--- begin Supplied records ---

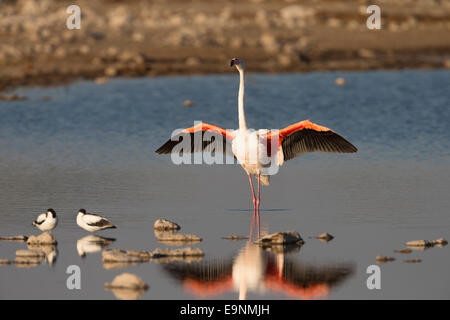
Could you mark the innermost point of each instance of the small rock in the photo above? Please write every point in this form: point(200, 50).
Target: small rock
point(383, 259)
point(179, 238)
point(44, 238)
point(340, 81)
point(192, 61)
point(127, 281)
point(235, 237)
point(419, 243)
point(184, 252)
point(413, 261)
point(101, 80)
point(84, 49)
point(27, 262)
point(30, 253)
point(404, 251)
point(14, 238)
point(440, 242)
point(366, 53)
point(4, 262)
point(325, 236)
point(117, 255)
point(284, 237)
point(188, 103)
point(163, 224)
point(137, 37)
point(12, 97)
point(110, 71)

--- end Supplied records ---

Print every line of the records above word for word, leaving out the pictures.

> The output:
Could you mark the innermost point of each instance of the small rock in the photo above? Please write every point in this form: point(200, 50).
Target: small rock
point(383, 259)
point(179, 238)
point(44, 238)
point(340, 81)
point(192, 61)
point(127, 281)
point(235, 237)
point(419, 243)
point(184, 252)
point(413, 261)
point(101, 80)
point(84, 49)
point(27, 262)
point(30, 253)
point(404, 251)
point(14, 238)
point(440, 242)
point(366, 53)
point(4, 262)
point(325, 236)
point(117, 255)
point(284, 237)
point(188, 103)
point(163, 224)
point(137, 37)
point(12, 97)
point(110, 71)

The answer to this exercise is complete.